Exercise instructions
Answer these questions using the news item below on Rotorua Museum.
(a) What kind of investigation of the museum has concluded?
(b) In what month and year were the specialist consultants brought onto the project?
(c) Which firm is Geotechnical Engineer Mike Jacka from?

Quoted text
····················
Design solution reduces cost, time and impact on heritage features

Thursday 7, July 2022 | News |

An extensive phase of geotechnical and structural investigation of Rotorua Museum Te Whare Taonga o Te Arawa has concluded, delivering a new design solution that reduces the impact on heritage features while also being faster and less expensive to build.

Following a design review, specialist structural engineering consultants Dizhur Consulting and geotechnical consultants Tonkin & Taylor were brought on to the project in April 2021. Since then they have carried out comprehensive testing and analysis of both ground and building, in collaboration with external laboratories and the University of Canterbury, to develop a structural design solution that takes into account the unique and complex ground characteristics and building composition.

Geotechnical Engineer Mike Jacka, from Tonkin & Taylor, has worked on a wide range of detailed structural strengthening projects around New Zealand and explains there is one extra element that makes the Rotorua Museum project that much more complex.
····················
Dataset rows
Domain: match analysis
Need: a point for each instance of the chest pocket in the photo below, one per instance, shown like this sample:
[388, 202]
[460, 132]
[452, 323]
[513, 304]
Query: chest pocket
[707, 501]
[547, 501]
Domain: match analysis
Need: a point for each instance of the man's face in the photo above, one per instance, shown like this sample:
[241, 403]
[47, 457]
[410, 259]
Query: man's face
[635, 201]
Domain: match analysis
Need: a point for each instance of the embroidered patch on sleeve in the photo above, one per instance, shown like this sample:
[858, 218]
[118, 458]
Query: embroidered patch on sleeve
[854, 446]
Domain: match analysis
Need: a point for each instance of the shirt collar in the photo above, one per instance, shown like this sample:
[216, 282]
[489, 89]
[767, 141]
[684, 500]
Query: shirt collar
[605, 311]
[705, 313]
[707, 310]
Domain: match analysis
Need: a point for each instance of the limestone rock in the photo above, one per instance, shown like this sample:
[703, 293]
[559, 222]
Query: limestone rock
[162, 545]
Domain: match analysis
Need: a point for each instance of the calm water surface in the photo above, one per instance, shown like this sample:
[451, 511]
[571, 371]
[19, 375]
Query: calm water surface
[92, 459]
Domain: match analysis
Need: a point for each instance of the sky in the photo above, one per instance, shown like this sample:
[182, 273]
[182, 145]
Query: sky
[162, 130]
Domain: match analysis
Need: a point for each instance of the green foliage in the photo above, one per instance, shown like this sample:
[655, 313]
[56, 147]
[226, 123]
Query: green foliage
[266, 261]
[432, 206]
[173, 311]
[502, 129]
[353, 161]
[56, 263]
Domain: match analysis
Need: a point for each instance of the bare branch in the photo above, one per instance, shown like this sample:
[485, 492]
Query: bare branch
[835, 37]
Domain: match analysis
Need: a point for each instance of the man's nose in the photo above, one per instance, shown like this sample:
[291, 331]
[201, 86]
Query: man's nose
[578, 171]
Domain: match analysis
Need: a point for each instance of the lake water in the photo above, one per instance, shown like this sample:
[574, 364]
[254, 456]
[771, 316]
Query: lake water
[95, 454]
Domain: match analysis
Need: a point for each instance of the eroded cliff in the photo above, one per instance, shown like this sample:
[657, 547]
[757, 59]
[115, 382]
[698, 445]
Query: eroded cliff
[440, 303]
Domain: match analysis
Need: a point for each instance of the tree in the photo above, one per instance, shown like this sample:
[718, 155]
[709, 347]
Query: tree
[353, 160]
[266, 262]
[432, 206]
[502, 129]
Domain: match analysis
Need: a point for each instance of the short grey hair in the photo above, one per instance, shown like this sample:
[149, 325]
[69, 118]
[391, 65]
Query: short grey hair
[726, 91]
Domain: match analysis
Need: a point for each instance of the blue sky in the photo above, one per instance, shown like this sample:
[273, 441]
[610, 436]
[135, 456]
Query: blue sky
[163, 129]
····················
Worked solution
(a) A geotechnical and structural investigation.
(b) April 2021.
(c) Tonkin & Taylor.